> **Exercise objective**: Return every line of the data below verbatim, without changing, adding, or leaving out anything.

> **Available data**:
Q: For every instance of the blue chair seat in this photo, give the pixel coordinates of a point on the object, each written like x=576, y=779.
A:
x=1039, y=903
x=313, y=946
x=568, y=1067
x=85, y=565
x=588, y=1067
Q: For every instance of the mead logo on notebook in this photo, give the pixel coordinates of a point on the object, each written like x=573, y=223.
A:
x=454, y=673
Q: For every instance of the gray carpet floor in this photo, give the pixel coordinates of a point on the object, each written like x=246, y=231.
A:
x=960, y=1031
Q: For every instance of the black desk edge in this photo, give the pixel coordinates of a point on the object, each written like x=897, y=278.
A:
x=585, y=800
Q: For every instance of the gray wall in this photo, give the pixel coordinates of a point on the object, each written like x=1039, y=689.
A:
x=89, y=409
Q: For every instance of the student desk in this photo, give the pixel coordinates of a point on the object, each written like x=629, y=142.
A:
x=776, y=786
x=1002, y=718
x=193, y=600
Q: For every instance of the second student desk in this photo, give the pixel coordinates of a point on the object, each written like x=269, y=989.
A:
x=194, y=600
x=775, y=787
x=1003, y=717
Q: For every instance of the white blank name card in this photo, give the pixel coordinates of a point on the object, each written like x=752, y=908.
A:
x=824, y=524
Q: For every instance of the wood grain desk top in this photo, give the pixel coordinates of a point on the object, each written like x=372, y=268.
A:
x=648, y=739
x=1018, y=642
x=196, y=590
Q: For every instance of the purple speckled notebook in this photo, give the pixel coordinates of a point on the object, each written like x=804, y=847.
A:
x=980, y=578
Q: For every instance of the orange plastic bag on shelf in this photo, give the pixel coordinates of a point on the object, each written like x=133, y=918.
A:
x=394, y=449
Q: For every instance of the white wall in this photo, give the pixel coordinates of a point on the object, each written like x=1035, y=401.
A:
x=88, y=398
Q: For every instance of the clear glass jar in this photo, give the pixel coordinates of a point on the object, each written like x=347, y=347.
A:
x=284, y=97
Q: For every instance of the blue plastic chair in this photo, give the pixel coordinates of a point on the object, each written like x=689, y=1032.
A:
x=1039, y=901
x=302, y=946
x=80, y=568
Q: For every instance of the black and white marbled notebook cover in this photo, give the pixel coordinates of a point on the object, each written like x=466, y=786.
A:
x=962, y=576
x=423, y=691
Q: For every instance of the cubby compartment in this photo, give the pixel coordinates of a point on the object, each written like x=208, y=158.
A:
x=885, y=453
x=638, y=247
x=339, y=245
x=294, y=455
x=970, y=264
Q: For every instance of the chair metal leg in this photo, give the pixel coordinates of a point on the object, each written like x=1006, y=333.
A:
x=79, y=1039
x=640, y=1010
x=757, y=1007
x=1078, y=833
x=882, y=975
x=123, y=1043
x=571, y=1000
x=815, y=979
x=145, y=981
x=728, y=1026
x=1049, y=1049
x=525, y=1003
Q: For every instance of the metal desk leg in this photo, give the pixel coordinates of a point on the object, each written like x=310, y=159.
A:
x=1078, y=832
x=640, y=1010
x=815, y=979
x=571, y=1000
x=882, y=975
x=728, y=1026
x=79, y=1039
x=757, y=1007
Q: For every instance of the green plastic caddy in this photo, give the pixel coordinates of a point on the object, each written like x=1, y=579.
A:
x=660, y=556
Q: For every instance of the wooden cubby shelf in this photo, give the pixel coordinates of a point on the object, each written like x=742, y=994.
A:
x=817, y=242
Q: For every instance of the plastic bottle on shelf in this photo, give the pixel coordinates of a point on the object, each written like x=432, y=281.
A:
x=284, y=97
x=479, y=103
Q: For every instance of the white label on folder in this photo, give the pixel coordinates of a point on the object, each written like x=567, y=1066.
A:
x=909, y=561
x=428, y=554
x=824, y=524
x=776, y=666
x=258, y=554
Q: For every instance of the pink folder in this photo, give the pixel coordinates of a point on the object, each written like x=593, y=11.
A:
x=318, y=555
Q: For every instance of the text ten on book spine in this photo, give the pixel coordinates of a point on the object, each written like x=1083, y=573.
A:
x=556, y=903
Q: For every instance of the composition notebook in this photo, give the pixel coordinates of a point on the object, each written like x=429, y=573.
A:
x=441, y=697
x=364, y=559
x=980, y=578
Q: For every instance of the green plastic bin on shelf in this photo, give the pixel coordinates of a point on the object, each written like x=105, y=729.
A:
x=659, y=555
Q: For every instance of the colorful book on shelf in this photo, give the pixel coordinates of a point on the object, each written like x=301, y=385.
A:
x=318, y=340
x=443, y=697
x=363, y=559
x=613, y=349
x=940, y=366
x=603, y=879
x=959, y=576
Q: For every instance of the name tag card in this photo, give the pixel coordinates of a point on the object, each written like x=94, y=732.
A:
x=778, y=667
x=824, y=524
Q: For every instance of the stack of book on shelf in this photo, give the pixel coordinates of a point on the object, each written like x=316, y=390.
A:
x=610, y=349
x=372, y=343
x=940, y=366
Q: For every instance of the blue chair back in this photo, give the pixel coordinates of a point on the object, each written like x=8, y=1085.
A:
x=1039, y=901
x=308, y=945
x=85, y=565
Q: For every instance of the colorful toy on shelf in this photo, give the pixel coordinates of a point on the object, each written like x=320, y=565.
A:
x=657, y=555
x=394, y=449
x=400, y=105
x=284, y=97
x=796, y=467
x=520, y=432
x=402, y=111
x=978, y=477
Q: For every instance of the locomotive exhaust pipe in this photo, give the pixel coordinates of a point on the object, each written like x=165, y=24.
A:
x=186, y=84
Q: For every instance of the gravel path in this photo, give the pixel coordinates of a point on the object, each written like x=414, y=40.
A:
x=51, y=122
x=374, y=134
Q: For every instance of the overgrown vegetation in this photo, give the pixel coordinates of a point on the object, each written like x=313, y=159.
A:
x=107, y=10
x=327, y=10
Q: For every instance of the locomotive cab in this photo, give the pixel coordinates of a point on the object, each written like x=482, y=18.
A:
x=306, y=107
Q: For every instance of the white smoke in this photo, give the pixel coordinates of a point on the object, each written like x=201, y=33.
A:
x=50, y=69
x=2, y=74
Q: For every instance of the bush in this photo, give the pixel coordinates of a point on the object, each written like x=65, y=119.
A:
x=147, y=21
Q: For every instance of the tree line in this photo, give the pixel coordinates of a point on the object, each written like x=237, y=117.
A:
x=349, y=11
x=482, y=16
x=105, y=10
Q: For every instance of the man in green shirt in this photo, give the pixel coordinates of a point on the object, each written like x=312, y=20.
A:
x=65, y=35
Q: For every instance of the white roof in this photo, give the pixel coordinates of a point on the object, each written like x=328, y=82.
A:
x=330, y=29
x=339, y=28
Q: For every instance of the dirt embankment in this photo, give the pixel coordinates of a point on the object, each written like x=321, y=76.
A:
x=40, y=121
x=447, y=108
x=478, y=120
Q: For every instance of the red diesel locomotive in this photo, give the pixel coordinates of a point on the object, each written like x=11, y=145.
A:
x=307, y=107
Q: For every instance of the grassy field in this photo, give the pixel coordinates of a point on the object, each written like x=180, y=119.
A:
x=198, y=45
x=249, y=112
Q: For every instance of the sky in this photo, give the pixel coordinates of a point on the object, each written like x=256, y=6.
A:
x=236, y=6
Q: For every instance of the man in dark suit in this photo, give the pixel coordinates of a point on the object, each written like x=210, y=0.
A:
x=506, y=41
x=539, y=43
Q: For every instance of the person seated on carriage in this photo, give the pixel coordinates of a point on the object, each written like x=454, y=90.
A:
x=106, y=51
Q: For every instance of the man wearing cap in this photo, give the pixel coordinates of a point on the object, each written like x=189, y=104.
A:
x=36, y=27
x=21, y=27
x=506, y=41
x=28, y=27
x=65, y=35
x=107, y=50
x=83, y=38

> **Exercise output**:
Q: For every instance of the blue chair seat in this photo, give the pixel coordinates of a point on the object, each written like x=576, y=779.
A:
x=1039, y=903
x=313, y=946
x=568, y=1067
x=85, y=565
x=588, y=1067
Q: For every instance of the mead logo on notebook in this photo, give the pixel coordinates of a point on the object, each written like x=573, y=223.
A:
x=454, y=673
Q: For every instance of the gray carpet floor in this photo, give the pixel coordinates of a point on the object, each written like x=246, y=231.
A:
x=960, y=1031
Q: For every instance of the black desk edge in this photo, give the pixel coordinates of a point on the object, each written like x=897, y=278.
A:
x=585, y=800
Q: For every instance of the gray wall in this photo, give the pixel coordinates of a point on the object, each written like x=1039, y=689.
A:
x=89, y=409
Q: For every instance of the student desk in this photo, give the pixel coordinates of a point on the object, each written like x=629, y=142.
A:
x=776, y=786
x=1002, y=718
x=193, y=600
Q: For every instance of the second student desk in this photo, give the pixel coordinates of a point on the object, each written like x=269, y=989.
A:
x=194, y=600
x=775, y=787
x=1003, y=717
Q: For every instance of the white blank name card in this photo, give the pixel coordinates of a point on the object, each written like x=752, y=908.
A:
x=824, y=524
Q: For every instance of the wood grain desk top in this photo, give the pixel coordinates of a point on the object, each written like x=372, y=268.
A:
x=648, y=739
x=1018, y=642
x=196, y=590
Q: For every instance of the purple speckled notebook in this photo, give the pixel coordinates of a point on the object, each written like x=804, y=847.
A:
x=980, y=578
Q: For every instance of the orange plastic bag on shelf in this photo, give the pixel coordinates of a point on the object, each written like x=133, y=918.
A:
x=394, y=449
Q: For every instance of the white wall in this photo, give the pixel coordinates of a point on the object, each written like x=1035, y=401.
A:
x=88, y=398
Q: For every instance of the clear glass jar in this photo, give the pixel coordinates of a point on the object, each written like x=347, y=347.
A:
x=284, y=97
Q: For every instance of the blue plastic chair in this photo, give the pixel coordinates of a point on the object, each written like x=689, y=1032.
A:
x=1039, y=901
x=302, y=946
x=80, y=568
Q: For every instance of the black and white marbled notebook cover in this photo, give the pixel coordinates of a point on the object, each written like x=466, y=786.
A:
x=962, y=576
x=423, y=691
Q: For every instance of the cubby compartment in this photo, give the pixel coordinates of a point on the object, each written like x=208, y=158.
A:
x=885, y=453
x=638, y=247
x=339, y=245
x=294, y=455
x=970, y=264
Q: For every instance of the chair metal leg in this photo, give the pixel coordinates of a point on the object, each written like x=1006, y=333.
A:
x=79, y=1039
x=640, y=1010
x=757, y=1007
x=1078, y=833
x=882, y=975
x=123, y=1043
x=571, y=1000
x=815, y=979
x=145, y=981
x=728, y=1026
x=1049, y=1049
x=525, y=1003
Q: For every instance of the metal desk leg in this photo, give the pixel coordinates of a point on the object, each written like x=310, y=159.
A:
x=1078, y=832
x=640, y=1010
x=815, y=979
x=571, y=1000
x=882, y=975
x=728, y=1026
x=79, y=1039
x=757, y=1007
Q: For every instance of the green plastic caddy in this photo, give the pixel coordinates of a point on the object, each written like x=1, y=579.
A:
x=660, y=556
Q: For every instance of the wooden cubby shelf in this photo, give the pixel coordinates of a point on the object, each written like x=742, y=994.
A:
x=817, y=242
Q: For every instance of the plastic bottle on shelf in this photo, give the pixel coordinates of a point on the object, each written like x=432, y=281.
A:
x=284, y=97
x=479, y=103
Q: For every instance of the white label on folder in this photo, give the pixel coordinates of a point on the object, each written like x=567, y=1066.
A:
x=909, y=561
x=428, y=554
x=824, y=524
x=776, y=666
x=258, y=554
Q: For every instance of the pink folder in this photo, give the pixel coordinates of a point on the object, each written like x=593, y=11.
A:
x=318, y=555
Q: For every instance of the text ten on book spine in this photo, give the pixel coordinates of a point on the object, each written like x=1083, y=573.
A:
x=556, y=903
Q: For every instance of the composition notebook in this photo, give the pixel coordinates of a point on the object, each written like x=429, y=573.
A:
x=441, y=697
x=364, y=559
x=980, y=578
Q: For every instance of the green plastic bin on shelf in this photo, give the pixel coordinates of a point on the object, each written like x=105, y=729.
A:
x=659, y=555
Q: For every instance of the colorful book on shelf in this photo, give the pixel coordinates of a point on the object, each written like x=301, y=385.
A:
x=318, y=340
x=443, y=697
x=363, y=559
x=613, y=349
x=940, y=366
x=603, y=879
x=959, y=576
Q: For every instance of the name tag card in this photo, give the pixel coordinates of a point on the object, each written like x=94, y=732.
A:
x=778, y=667
x=824, y=524
Q: For every instance of the stack of book on shelf in this photo, give the pixel coordinates of a point on the object, each written like x=316, y=390.
A:
x=610, y=349
x=372, y=343
x=940, y=366
Q: For every instance of the blue chair back in this photo, give the pixel coordinates of a point on the object, each written like x=8, y=1085.
A:
x=1039, y=901
x=308, y=945
x=85, y=565
Q: For every instance of the colorful toy on shelf in this photo, give the pixel coordinates of a point on the object, each written like x=320, y=565.
A:
x=657, y=555
x=394, y=449
x=400, y=105
x=284, y=97
x=796, y=467
x=520, y=432
x=402, y=111
x=978, y=477
Q: For every instance of the locomotive exhaust pipe in this photo, give the pixel coordinates of a point on the object, each written like x=165, y=24.
A:
x=186, y=84
Q: For every instance of the gravel path in this photo, give the pixel coordinates of a point on the object, each written like x=414, y=40.
A:
x=51, y=122
x=374, y=134
Q: For every instance of the overgrown vegetation in this photo, give the pixel coordinates of a point on the object, each written like x=313, y=159.
A:
x=107, y=10
x=327, y=10
Q: For every instance of the locomotive cab in this photo, give the pixel coordinates of a point on the object, each written like x=482, y=18.
A:
x=306, y=107
Q: For every instance of the white smoke in this photo, give the pixel coordinates of a point on the object, each written like x=201, y=33.
A:
x=50, y=69
x=2, y=74
Q: For every instance of the bush in this photo, give the pixel coordinates of a point on the object, each written like x=65, y=119.
A:
x=147, y=21
Q: For every instance of the tree line in this photo, give the pixel coordinates of a point on the object, each written like x=237, y=117.
A:
x=349, y=11
x=482, y=16
x=105, y=10
Q: For every instance of the man in green shirt in this photo, give the pixel coordinates of a point on the object, each written like x=312, y=20.
A:
x=65, y=35
Q: For every instance of the white roof in this photo, give the pixel coordinates of a point on the object, each written like x=328, y=82.
A:
x=330, y=29
x=339, y=28
Q: For every instance of the dirt embankment in this photo, give the pixel coordinates of a point on the object, each written like x=321, y=76.
A:
x=40, y=121
x=447, y=108
x=478, y=120
Q: For every instance of the red diesel locomotive in this photo, give the pixel coordinates of a point on the object, each written like x=11, y=145.
A:
x=307, y=107
Q: For every instance of the grassy field in this photo, give the pixel coordinates of a point on the object, each written like x=180, y=119.
A:
x=198, y=45
x=249, y=112
Q: For every instance of the sky in this photo, give the pixel coordinates of a point on the object, each written like x=256, y=6.
A:
x=236, y=6
Q: For every instance of the man in dark suit in this photo, give the pixel coordinates of a point on the object, each written like x=210, y=0.
A:
x=506, y=41
x=539, y=43
Q: For every instance of the person seated on carriage in this photo, give the pixel coordinates of a point on the object, each written like x=454, y=90.
A:
x=106, y=51
Q: For every instance of the man wearing cap in this photo, give the pixel coordinates of a point on the object, each written like x=189, y=104.
A:
x=36, y=27
x=21, y=27
x=506, y=41
x=28, y=27
x=65, y=35
x=107, y=50
x=83, y=38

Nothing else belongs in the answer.